* GOAL OF THE EXERCISE: From the line with "Practice step: identify the yellow curtain" down to the final line of the material below, quote every line exactly and leave out all lines before it.

* EXERCISE MATERIALS:
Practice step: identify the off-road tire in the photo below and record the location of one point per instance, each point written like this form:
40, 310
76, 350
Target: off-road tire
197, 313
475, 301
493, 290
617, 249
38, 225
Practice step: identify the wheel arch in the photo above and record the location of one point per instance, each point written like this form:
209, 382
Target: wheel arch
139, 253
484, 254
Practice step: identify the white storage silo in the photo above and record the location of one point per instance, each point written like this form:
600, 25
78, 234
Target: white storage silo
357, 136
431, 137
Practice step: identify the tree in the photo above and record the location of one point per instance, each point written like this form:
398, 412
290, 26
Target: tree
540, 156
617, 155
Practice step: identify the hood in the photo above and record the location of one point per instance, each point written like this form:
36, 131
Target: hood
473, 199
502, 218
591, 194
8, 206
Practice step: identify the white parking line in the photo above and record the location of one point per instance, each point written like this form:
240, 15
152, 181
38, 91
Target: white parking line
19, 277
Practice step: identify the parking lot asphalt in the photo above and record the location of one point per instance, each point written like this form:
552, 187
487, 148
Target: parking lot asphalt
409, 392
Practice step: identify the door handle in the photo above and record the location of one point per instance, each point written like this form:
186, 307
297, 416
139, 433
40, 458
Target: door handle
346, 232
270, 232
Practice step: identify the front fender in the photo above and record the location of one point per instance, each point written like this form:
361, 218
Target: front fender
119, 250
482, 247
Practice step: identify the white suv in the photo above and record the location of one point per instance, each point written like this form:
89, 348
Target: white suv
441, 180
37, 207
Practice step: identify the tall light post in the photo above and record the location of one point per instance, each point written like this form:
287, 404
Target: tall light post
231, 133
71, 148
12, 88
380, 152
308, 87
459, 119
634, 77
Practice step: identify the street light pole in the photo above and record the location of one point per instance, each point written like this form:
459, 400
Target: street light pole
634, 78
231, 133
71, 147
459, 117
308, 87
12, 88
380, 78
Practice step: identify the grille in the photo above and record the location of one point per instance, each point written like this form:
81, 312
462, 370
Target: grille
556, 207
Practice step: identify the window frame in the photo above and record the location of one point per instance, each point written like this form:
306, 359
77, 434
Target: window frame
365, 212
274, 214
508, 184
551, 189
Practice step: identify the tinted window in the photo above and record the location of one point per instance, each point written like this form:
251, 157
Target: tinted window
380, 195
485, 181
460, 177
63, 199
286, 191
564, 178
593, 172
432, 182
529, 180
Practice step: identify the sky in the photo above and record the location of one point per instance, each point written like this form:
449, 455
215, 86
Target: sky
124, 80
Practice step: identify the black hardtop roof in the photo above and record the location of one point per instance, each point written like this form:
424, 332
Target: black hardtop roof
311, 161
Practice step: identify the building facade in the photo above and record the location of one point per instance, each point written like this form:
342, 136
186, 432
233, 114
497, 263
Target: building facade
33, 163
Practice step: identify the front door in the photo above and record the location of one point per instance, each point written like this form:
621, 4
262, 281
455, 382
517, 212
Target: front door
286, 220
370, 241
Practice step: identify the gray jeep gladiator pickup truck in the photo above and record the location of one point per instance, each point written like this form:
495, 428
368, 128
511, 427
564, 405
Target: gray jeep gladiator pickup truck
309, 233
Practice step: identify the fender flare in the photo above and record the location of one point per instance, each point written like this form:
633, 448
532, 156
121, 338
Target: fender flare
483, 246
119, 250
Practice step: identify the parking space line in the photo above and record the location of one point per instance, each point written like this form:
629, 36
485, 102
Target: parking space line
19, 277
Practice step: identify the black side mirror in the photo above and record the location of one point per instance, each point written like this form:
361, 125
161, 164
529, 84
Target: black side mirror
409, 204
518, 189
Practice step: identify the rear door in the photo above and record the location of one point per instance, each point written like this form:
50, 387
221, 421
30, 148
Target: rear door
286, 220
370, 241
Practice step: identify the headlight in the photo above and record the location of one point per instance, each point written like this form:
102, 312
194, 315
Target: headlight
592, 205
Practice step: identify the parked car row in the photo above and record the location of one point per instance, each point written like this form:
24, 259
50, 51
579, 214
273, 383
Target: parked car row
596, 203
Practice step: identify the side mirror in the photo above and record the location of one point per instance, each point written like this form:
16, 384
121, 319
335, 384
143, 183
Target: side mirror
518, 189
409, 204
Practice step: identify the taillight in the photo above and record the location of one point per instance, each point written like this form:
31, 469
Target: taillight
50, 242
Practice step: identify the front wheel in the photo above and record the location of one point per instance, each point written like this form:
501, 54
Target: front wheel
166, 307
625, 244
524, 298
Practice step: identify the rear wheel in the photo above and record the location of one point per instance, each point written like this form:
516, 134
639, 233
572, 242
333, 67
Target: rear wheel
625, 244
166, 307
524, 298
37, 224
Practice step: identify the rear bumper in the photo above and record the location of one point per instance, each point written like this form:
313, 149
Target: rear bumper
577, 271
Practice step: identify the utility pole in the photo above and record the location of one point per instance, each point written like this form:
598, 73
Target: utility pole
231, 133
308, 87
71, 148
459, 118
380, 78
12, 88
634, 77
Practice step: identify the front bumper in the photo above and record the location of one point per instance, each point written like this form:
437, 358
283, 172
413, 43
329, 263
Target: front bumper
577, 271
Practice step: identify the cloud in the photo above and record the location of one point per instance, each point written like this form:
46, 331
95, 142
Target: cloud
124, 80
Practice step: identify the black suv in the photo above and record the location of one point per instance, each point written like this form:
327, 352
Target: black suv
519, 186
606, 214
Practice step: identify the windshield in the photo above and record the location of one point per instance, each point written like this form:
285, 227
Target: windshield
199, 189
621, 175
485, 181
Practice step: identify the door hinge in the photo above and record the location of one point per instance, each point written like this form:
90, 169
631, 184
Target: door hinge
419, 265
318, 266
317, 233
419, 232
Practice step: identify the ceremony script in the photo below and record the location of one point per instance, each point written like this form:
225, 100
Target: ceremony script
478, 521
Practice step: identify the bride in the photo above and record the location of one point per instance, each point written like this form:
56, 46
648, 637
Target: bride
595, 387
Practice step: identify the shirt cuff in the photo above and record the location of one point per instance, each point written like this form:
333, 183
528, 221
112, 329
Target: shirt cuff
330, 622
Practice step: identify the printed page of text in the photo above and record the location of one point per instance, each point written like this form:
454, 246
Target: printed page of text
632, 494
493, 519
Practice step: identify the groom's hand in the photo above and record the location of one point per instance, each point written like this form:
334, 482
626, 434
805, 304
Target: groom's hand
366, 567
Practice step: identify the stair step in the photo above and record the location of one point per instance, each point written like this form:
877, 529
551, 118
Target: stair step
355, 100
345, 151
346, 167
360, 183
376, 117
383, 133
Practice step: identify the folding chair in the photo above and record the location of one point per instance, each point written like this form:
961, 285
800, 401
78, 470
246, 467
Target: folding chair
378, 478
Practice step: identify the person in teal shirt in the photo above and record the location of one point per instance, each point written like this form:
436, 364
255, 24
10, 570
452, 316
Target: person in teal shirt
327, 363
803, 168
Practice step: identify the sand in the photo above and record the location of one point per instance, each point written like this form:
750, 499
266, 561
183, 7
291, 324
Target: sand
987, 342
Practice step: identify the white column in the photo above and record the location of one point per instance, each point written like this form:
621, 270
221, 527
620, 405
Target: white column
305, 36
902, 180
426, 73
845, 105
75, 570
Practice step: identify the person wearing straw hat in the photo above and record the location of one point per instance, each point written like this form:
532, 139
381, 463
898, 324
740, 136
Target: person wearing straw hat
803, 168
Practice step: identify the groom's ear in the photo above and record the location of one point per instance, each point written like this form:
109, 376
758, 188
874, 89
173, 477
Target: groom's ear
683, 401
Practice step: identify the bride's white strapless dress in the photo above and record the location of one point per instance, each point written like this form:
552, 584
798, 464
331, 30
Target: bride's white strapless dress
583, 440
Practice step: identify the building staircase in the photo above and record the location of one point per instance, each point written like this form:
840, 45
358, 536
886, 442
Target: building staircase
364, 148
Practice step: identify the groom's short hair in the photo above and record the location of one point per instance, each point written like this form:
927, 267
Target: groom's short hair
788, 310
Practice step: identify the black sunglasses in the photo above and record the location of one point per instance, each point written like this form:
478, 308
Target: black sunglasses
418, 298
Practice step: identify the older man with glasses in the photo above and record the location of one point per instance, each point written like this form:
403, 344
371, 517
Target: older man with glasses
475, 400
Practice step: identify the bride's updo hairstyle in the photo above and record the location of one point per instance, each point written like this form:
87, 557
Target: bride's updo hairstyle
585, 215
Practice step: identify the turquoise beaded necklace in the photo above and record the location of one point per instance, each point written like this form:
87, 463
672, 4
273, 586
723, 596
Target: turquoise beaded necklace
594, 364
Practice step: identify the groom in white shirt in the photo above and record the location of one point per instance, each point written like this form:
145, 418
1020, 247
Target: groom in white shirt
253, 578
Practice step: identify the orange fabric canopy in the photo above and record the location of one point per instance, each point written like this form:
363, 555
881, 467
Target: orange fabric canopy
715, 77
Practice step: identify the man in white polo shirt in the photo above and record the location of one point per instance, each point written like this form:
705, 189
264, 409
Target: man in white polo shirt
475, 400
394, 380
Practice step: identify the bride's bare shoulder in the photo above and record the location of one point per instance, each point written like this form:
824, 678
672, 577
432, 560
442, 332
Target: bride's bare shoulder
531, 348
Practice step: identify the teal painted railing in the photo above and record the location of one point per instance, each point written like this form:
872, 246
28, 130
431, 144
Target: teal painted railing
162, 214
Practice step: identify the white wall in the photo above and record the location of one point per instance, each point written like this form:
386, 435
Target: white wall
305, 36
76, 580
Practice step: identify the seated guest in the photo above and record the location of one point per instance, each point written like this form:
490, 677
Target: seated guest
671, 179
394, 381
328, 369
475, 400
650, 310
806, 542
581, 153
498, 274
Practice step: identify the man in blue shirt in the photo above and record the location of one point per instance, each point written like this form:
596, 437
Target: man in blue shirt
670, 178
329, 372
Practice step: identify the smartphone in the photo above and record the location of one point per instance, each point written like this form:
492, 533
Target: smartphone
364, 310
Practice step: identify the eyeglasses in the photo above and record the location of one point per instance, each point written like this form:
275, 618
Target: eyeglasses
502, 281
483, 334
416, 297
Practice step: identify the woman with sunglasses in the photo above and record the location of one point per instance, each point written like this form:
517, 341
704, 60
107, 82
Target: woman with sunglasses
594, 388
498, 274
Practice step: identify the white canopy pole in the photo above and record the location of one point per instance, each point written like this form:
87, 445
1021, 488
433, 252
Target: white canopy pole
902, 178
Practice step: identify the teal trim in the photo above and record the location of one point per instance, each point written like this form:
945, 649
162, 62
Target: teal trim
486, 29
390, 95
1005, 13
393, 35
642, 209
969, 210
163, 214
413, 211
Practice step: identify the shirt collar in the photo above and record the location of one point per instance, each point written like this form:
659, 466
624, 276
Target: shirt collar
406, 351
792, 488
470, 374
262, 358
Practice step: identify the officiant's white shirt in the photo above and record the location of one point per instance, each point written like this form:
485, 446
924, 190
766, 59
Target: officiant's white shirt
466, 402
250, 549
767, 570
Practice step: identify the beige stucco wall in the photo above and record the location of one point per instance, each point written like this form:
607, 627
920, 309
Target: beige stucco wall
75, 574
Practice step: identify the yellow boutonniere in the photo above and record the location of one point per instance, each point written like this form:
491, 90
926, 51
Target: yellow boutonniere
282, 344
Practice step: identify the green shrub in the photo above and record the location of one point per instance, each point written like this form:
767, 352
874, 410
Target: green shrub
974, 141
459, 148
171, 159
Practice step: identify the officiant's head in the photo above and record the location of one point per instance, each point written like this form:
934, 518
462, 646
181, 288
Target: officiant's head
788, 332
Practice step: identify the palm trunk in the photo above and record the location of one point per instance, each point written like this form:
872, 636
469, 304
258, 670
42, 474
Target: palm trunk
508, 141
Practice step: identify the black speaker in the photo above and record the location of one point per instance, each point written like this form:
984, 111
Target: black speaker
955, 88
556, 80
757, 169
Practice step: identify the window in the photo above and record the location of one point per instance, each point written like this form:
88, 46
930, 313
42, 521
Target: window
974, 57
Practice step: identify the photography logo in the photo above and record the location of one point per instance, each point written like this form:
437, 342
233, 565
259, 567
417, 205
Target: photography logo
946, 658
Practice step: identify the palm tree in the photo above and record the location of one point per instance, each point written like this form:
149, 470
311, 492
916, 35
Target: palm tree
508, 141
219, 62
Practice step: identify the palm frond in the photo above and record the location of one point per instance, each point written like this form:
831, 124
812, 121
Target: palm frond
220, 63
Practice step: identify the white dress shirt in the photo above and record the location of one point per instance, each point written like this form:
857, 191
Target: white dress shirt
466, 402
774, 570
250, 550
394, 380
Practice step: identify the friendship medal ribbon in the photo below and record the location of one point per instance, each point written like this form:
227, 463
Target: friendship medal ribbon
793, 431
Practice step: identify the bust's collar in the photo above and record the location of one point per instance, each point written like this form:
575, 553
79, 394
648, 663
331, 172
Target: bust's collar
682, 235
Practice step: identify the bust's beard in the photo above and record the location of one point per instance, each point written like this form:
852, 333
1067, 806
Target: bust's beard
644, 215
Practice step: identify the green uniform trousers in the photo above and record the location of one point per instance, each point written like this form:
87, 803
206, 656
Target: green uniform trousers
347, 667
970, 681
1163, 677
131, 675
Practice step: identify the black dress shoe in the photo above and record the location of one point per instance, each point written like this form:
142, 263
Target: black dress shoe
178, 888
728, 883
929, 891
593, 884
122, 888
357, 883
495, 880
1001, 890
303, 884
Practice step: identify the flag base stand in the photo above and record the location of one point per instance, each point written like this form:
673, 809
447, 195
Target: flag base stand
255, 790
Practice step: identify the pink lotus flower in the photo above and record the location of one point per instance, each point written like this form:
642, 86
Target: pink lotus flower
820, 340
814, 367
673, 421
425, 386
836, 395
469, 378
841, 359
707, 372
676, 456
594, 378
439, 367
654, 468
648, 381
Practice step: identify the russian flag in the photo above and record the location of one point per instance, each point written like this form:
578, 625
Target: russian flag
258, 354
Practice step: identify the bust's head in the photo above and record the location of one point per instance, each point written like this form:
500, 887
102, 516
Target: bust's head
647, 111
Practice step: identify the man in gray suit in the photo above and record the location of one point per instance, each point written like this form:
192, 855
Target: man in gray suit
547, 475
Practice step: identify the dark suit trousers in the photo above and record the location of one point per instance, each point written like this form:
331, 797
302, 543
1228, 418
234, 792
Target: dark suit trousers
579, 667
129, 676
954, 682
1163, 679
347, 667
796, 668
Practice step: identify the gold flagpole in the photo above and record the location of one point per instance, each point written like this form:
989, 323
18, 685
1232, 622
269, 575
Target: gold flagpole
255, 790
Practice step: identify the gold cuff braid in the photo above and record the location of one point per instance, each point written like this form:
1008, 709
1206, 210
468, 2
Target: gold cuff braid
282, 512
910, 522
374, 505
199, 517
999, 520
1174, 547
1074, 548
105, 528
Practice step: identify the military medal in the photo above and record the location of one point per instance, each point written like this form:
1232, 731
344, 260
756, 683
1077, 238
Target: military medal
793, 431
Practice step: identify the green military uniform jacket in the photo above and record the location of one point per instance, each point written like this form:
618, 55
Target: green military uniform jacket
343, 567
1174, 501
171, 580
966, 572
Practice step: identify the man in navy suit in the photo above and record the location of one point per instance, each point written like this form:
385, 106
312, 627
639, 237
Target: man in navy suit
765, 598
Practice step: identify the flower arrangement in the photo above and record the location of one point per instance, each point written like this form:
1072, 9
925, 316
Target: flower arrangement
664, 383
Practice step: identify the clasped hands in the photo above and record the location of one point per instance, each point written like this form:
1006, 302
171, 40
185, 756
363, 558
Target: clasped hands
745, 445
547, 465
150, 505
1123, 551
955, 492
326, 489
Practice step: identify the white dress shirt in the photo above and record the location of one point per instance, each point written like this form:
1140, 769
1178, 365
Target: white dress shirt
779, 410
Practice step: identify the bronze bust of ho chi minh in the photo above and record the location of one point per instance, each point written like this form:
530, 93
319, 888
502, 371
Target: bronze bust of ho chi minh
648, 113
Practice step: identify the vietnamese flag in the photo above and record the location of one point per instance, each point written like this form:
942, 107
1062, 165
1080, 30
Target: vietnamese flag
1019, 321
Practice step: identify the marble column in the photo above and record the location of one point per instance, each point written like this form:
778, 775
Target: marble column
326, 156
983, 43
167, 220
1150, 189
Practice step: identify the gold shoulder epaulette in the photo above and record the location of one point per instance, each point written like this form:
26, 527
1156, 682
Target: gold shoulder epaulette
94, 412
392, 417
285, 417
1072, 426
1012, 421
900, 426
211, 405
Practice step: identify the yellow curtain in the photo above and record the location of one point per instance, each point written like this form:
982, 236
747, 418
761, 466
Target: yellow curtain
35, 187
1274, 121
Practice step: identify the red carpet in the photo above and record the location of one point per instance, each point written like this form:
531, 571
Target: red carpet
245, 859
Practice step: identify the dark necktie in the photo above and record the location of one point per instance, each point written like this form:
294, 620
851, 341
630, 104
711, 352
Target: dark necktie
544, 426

* OUTPUT FOR THIS EXERCISE:
Practice step: identify the yellow curtain in the photo above and record the location of one point per instance, each point written like this form:
982, 236
747, 418
761, 466
Target: yellow curtain
35, 187
1274, 121
Practice step: identify the red carpet in the photo above and record the location of one point per instance, each point written like this form:
531, 571
Target: red carpet
245, 859
Practice step: identify the dark necktie in the photo above and record the location of one point per instance, each point written like this form:
294, 620
851, 341
630, 104
711, 352
Target: dark necktie
544, 426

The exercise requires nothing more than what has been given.